======== GIVEN ENTRIES

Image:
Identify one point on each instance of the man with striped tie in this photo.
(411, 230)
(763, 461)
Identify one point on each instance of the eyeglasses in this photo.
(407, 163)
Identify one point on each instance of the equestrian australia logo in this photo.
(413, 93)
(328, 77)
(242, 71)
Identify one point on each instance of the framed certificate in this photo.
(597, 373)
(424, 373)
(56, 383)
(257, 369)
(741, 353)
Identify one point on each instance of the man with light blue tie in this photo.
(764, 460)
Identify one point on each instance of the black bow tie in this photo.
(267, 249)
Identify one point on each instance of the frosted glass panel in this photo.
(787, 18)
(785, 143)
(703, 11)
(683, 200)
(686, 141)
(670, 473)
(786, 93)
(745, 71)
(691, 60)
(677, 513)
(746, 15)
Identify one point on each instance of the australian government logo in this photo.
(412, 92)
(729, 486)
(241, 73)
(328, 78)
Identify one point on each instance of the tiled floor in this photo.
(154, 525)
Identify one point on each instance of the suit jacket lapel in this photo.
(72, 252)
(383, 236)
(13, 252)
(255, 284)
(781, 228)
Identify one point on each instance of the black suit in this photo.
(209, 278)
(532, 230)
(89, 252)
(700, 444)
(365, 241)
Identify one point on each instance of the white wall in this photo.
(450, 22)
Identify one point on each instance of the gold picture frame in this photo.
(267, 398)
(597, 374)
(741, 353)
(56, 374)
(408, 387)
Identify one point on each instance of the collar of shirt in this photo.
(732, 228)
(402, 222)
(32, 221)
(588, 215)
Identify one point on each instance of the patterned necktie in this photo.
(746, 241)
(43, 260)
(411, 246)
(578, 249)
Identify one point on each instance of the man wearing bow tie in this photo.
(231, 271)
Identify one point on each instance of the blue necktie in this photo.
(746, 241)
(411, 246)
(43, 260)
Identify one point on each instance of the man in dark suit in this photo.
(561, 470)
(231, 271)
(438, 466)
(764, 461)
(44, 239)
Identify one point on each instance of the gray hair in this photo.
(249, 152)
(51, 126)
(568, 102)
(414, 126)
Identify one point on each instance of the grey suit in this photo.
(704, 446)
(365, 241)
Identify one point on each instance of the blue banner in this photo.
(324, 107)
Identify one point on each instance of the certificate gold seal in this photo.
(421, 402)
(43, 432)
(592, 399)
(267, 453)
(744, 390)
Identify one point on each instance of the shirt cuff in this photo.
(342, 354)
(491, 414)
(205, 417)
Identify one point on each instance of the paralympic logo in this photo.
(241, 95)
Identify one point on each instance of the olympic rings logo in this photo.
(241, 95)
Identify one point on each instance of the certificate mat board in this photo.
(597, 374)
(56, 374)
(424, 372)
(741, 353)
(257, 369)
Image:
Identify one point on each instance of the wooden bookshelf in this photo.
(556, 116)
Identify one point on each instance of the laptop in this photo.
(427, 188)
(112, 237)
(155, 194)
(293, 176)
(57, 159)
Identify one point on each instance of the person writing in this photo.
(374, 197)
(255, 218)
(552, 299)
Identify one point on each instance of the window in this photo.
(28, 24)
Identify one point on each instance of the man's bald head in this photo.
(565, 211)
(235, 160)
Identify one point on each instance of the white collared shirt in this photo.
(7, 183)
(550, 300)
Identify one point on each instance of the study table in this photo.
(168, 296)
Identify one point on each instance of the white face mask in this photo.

================

■ **WHAT TO WORK ON**
Reformat every line of the material above as a numbered list, omitting blank lines.

■ **FULL SOLUTION**
1. Image:
2. Identify one point on each instance of the man with striped tie in this photo.
3. (411, 230)
4. (763, 461)
5. Identify one point on each instance of the eyeglasses in this photo.
6. (407, 163)
7. Identify one point on each instance of the equestrian australia logo in this photo.
8. (413, 93)
9. (328, 77)
10. (242, 71)
11. Identify one point on each instance of the framed certificate in this photo.
12. (597, 373)
13. (424, 373)
14. (56, 383)
15. (257, 369)
16. (741, 353)
17. Identify one point on each instance of the man with light blue tie in this photo.
18. (764, 460)
19. Identify one point on each instance of the black bow tie in this photo.
20. (267, 249)
21. Identify one point on each instance of the frosted glass panel in this photo.
22. (787, 18)
23. (785, 143)
24. (703, 11)
25. (683, 200)
26. (686, 141)
27. (670, 473)
28. (786, 93)
29. (745, 71)
30. (691, 60)
31. (677, 513)
32. (746, 15)
33. Identify one point on each instance of the australian government logo in this photo.
34. (412, 92)
35. (729, 486)
36. (241, 73)
37. (328, 78)
38. Identify one point on each instance of the tiled floor in this photo.
39. (154, 525)
40. Identify one point on each instance of the suit jacket lapel in this photo.
41. (72, 252)
42. (383, 236)
43. (13, 252)
44. (255, 284)
45. (781, 228)
46. Identify one point on each instance of the black suit in this photo.
47. (209, 278)
48. (532, 230)
49. (89, 252)
50. (700, 444)
51. (365, 241)
52. Identify one point on each instance of the white wall in this photo.
53. (450, 22)
54. Identify one point on each instance of the gold picture frame in this photo.
55. (267, 398)
56. (597, 374)
57. (741, 353)
58. (56, 374)
59. (408, 387)
60. Identify one point on each instance of the collar of shirt in this photo.
61. (732, 228)
62. (402, 222)
63. (32, 221)
64. (588, 215)
65. Identify one point on each instance of the patterned necktie in this photo.
66. (746, 241)
67. (43, 260)
68. (411, 246)
69. (578, 249)
70. Identify one point on each instance of the man wearing bow tie in this photo.
71. (231, 271)
72. Identify one point on each instance of the blue necktie in this photo.
73. (746, 241)
74. (411, 246)
75. (43, 260)
76. Identify one point on each instance of the man in dark suit in this photo.
77. (561, 470)
78. (231, 271)
79. (438, 466)
80. (764, 461)
81. (44, 239)
82. Identify one point on each instance of the gray hair in this photo.
83. (249, 152)
84. (51, 126)
85. (568, 102)
86. (414, 126)
87. Identify one point on each instance of the grey suit in this photo.
88. (704, 446)
89. (365, 241)
90. Identify one point on each instance of the blue banner in this photo.
91. (324, 107)
92. Identify one point on each instance of the certificate gold seal in this photo.
93. (421, 402)
94. (43, 432)
95. (592, 399)
96. (267, 453)
97. (744, 390)
98. Identify one point on each instance of the shirt cuff in this photo.
99. (342, 354)
100. (491, 414)
101. (205, 417)
102. Identify one point on each instance of the paralympic logo in this photo.
103. (241, 95)
104. Identify one point on each instance of the olympic rings logo in this photo.
105. (241, 95)
106. Identify one point on each instance of the certificate mat board in this photo.
107. (597, 374)
108. (56, 374)
109. (424, 372)
110. (741, 353)
111. (257, 369)
112. Image:
113. Identify one point on each instance of the wooden bookshelf in this photo.
114. (556, 116)
115. Identify one point on each instance of the laptop in this photo.
116. (427, 188)
117. (112, 237)
118. (155, 194)
119. (293, 176)
120. (57, 159)
121. Identify one point on each instance of the person writing in this photo.
122. (374, 197)
123. (255, 218)
124. (552, 299)
125. Identify one point on each instance of the window in this photo.
126. (28, 24)
127. Identify one point on each instance of the man's bald head in this photo.
128. (565, 211)
129. (235, 160)
130. Identify one point on each instance of the white collared shirt in this photo.
131. (7, 183)
132. (550, 300)
133. Identify one point on each instance of the study table in this photo.
134. (168, 296)
135. Identify one point on each instance of the white face mask in this photo.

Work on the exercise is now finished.